**Text shown**
++++++++

- Born: June 15, 1923 Massey, Ontario, Canada
- Died: August 29, 2009 (aged 86) Sudbury, Ontario, Canada
- Height: 5 ft 9 in (175 cm)
- Weight: 158 lb (72 kg; 11 st 4 lb)
- Position: Left wing
- Shot: Left
- Played for: Chicago Black Hawks Detroit Red Wings Boston Bruins
- Playing career: 1941–1960

= Pete Horeck =

Canadian ice hockey player

Peter "Pistol Pete" Horeck (June 15, 1923 — August 29, 2009) was a Canadian professional ice hockey player who played in the National Hockey League for the Chicago Black Hawks, Detroit Red Wings, and Boston Bruins between 1944 and 1952.

==Early life==
Horeck was born and raised in Massey, Ontario, a small town located about 100 km southwest of Sudbury, Ontario. He was one of eight boys in his family. He took up the sport of hockey in the town.

++++++++

**Stated problem 1**
Add 137 to every coordinate in the answers for the stretch of the listing from the line containing "segment the cafe del canal sign" through the end of the listing. Write out only those lines again, requests included.
The Pete Horeck biography and the listing come from unrelated sources.

**Exercise input**

++++++++

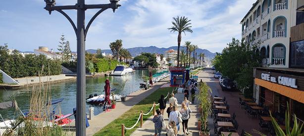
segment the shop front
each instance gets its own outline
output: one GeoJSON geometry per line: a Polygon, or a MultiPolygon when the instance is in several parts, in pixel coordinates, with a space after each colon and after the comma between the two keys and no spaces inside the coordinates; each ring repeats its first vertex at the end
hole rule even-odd
{"type": "Polygon", "coordinates": [[[257,68],[254,71],[256,102],[282,118],[289,104],[290,113],[304,120],[304,69],[257,68]]]}

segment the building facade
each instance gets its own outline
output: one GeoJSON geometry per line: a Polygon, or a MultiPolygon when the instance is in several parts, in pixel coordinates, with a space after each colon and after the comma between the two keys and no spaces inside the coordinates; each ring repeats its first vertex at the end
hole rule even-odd
{"type": "Polygon", "coordinates": [[[304,0],[257,0],[241,23],[242,37],[258,44],[264,67],[288,68],[291,28],[297,23],[296,9],[304,0]]]}
{"type": "Polygon", "coordinates": [[[242,23],[264,58],[253,72],[255,102],[280,118],[289,106],[304,123],[304,0],[257,0],[242,23]]]}

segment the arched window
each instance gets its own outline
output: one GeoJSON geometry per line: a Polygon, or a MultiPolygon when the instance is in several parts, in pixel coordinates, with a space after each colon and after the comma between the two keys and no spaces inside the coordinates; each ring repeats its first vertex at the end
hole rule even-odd
{"type": "Polygon", "coordinates": [[[286,48],[282,43],[272,46],[271,64],[274,65],[285,65],[286,48]]]}
{"type": "Polygon", "coordinates": [[[273,20],[273,37],[287,37],[287,19],[284,16],[280,16],[273,20]]]}

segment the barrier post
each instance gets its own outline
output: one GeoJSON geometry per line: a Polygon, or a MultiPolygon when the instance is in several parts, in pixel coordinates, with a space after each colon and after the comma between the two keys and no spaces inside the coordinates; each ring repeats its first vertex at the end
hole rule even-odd
{"type": "Polygon", "coordinates": [[[153,116],[155,115],[155,102],[153,102],[153,116]]]}
{"type": "Polygon", "coordinates": [[[121,136],[125,136],[125,124],[121,124],[121,136]]]}
{"type": "Polygon", "coordinates": [[[143,127],[143,115],[144,114],[144,112],[143,112],[142,110],[141,110],[141,128],[143,127]]]}

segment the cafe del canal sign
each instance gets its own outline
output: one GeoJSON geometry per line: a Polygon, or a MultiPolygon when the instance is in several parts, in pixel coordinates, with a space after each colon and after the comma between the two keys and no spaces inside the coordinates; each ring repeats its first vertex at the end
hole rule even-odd
{"type": "Polygon", "coordinates": [[[298,86],[296,85],[296,79],[292,78],[282,76],[276,77],[271,76],[270,74],[262,73],[261,79],[264,80],[276,83],[280,85],[291,87],[294,88],[298,88],[298,86]]]}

++++++++

**Stated problem 2**
Carry on the Pete Horeck biography from the point where it stops.

**Output 1**
segment the cafe del canal sign
each instance gets its own outline
output: one GeoJSON geometry per line: a Polygon, or a MultiPolygon when the instance is in several parts, in pixel coordinates, with a space after each colon and after the comma between the two keys and no spaces inside the coordinates; each ring repeats its first vertex at the end
hole rule even-odd
{"type": "Polygon", "coordinates": [[[435,223],[433,222],[433,216],[429,215],[419,213],[413,214],[408,213],[407,211],[399,210],[398,216],[401,217],[413,220],[417,222],[428,224],[431,225],[435,225],[435,223]]]}

**Output 2**
==Career==
===Pre NHL===
Horeck left his hometown to play for the Parry Sound Pilots along with Doug Orr, the father of Bobby Orr. After his tenure in Parry Sound, He played one year in the Eastern Hockey League and four years in the American Hockey League.

===NHL===
Horeck started his National Hockey League career with the Chicago Black Hawks in 1944. In his second season, he recorded a career high 20 goals and 21 assists for 41 points in all 50 games to make him one of the league's top scorers that year.

Horeck was traded midway through the 1946–47 season to the Detroit Red Wings, where he would spend another three years. He recorded 3 goals and 7 assists for 10 points in 10 games during the 1947–48 playoffs where Detroit would lose to the Toronto Maple Leafs in the final.

Horeck joined the Boston Bruins before the 1950–51 season. With his production starting to decline, He left the NHL after the 1951–52 season.

===Post NHL===
Horeck moved back up north to the Northern Ontario Hockey Association where he would play for five years for the Sudbury Wolves and the Soo Indians. He would then spend the rest of his career in various minor leagues until he retired from hockey in 1960.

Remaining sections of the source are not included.